* Teks
# # # #
Masalah yang muncul dari dulu sedikitnya ada dua: investasi dan kompetitor. Untuk membangun sebuah bioskop, diperlukan dana Rp 750.000 ato kalo waktu itu ada Rp 700.000, nilai investasinya adalah Rp 525 juta. Mungkin kalo kita bandingkan sekarang, untuk membangun sebuah gedung bioskop diperlukan dana Rp 10 miliar. Nah, oleh karena investasinya gede, nggak heran kalo 75% bioskop dikelola oleh warga non-pribumi (maksudnya bukan WNI, Bo!). Pengusaha asli Indonesia cuma sanggup mendirikan 15% dari 700 gedung bioskop itu tadi.

Terjadi pasang surut jumlah bioskop. Kalo dulu hitungannya fisik gedung (maksudnya jumlah gedung, Bo!), tahun 90-an dihitung berdasarkan jumlah layar. Kenapa begitu? Soalnya, zaman dulu nggak ada yang namanya multipleks. Satu gedung bioskop cuma putar 1 film per hari, karena layarnya terbatas. Contohnya bioskop di Pasar Palmerah, Pasar Cempaka Putih, ato Pasar Rumput (semua bioskop ini sudah almarhum) yang cuma punya layar terbatas. Biasanya film-film lain yang mau diputer di bioskop itu ditulis dengan kata-kata: ”segera”, ”akan datang”, ”baru datang”, ato ”kapan datang”.

Selain title-title itu, ada juga title ”midnight show” yang khusus malam Minggu. Film-film yang masuk kategori midnight show, biasanya film-film action ato film esek-esek. Ini sebenarnya strategi pengusaha bioskop buat orang yang mo pacaran di dalam bioskop. Tahu dong, kalo bumbu-bumbu film action ada cium-ciumannya, bahkan bisa sama adegan ML-ML juga, apalagi film esek-esek. Dengan bumbu-bumbu itu, otomatis si penonton yang pacaran itu terpancing, selanjutnya.... terserah mereka lah yau!
# # # #
* Baris Data
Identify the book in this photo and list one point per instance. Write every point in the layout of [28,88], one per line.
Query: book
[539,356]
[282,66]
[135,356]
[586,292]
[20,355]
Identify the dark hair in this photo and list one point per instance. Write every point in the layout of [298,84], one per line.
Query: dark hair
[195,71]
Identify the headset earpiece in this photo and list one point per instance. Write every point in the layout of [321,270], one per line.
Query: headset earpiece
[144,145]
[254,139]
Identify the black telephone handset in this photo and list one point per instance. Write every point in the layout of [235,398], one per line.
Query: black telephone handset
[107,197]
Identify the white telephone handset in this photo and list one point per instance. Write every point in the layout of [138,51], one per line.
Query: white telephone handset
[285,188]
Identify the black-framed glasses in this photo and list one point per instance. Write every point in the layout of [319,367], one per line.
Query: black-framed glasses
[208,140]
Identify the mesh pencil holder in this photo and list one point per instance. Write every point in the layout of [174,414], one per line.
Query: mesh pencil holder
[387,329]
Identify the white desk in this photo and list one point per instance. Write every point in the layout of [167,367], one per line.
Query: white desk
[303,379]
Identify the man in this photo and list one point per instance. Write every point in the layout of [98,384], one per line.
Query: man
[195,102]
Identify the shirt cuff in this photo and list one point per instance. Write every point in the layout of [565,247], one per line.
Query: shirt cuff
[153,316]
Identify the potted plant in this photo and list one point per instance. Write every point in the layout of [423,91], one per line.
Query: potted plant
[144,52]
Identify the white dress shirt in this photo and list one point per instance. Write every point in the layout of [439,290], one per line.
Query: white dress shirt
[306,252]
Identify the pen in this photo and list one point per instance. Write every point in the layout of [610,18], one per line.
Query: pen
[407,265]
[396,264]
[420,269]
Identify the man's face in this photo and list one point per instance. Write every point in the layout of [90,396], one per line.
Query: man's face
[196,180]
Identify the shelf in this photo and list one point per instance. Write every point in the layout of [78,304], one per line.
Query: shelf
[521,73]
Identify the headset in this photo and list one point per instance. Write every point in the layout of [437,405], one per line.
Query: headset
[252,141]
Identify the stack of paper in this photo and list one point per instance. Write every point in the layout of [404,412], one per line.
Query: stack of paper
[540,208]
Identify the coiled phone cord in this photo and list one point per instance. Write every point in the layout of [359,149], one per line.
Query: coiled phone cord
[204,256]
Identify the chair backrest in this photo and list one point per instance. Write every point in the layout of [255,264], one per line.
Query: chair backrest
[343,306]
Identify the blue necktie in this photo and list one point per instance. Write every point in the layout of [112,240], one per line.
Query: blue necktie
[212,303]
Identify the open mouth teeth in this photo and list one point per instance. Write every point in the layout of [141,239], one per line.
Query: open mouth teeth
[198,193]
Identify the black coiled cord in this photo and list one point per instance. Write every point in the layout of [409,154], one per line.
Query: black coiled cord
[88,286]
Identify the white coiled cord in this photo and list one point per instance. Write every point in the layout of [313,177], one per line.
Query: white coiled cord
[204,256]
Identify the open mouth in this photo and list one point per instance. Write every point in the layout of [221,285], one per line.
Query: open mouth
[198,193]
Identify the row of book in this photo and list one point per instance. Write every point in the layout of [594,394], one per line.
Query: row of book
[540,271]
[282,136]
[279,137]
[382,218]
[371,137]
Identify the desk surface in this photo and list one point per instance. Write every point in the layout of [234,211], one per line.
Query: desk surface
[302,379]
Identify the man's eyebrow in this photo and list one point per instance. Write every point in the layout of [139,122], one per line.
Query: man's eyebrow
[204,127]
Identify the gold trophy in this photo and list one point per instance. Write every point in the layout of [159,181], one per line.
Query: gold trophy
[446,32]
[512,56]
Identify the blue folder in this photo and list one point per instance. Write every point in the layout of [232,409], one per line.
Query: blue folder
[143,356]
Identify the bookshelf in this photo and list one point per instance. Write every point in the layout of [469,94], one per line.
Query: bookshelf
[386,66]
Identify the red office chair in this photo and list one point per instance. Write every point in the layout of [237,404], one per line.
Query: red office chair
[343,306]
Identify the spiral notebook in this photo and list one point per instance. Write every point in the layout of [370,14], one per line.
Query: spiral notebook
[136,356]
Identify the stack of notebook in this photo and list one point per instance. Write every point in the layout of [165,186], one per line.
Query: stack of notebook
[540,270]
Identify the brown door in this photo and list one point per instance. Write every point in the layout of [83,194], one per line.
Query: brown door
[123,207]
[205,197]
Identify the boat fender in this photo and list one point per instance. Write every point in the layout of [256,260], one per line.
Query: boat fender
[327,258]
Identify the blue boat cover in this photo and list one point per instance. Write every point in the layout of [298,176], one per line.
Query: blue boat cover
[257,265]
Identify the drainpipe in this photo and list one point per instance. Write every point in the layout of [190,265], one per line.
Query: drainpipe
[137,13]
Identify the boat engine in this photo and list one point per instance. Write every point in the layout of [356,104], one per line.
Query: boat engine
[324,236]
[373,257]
# # # #
* Yang Dikerjakan
a: Sebutkan semua pasar yang disebut dalam teks tentang bioskop sebagai tempat bioskop berlayar terbatas.
b: Lanjutkan teks tentang bioskop setelah kalimat terakhirnya.
Item-item tersebut sama sekali tidak dipakai di sini.

* Jawaban
a: Pasar Palmerah, Pasar Cempaka Putih, dan Pasar Rumput.

b:
Pada tahun 90-an, mulailah era sinepleks, multipleks, tripleks, blek-keblek-keblek. Di tahun 1990 tercatat ada 6800 layar. Buat bioskop yang nggak punya banyak layar, kondisi ini berat. Sedikit demi sedikit mulai gulung tikar. Ada pula sih yang gulung karpet, tapi karpet masjid. Penonton jelas pengen nonton film baru, nggak mo nunggu film yang masih di-title-in ”akan datang” ato ”baru mo datang” itu.

Ada bioskop kelas teri yang coba me-rehab gedung bioskopnya ikut-ikutan jadi multipleks, meski mutipleks ala ”kampung”, contohnya Grand Teater yang fotonya elo liat di atas itu, yang lokasinya persis di seberang pusat perbelanjaan Senen. Dari gedung gede yang jumlahnya duaratus seat (bangku), dibagi menjadi dua studio. Seratus seat di studio pertama, seratus lagi di studio sebelahnya. Pemisahan satu gedung jadi satu kadang cuma disekat ala kadarnya. Makanya jangan heran waktu itu ada bioskop yang studionya bisa mendengar film yang ada di studio sebelahnya.

”Bo, kayaknya film di sebelah lebih asyik deh,” kata si X sambil menempelkan kupingnya ke dinding.

”Ya udah, abis film ini kita nonton lagi aja ke studio sebelah,” kata si Y enteng.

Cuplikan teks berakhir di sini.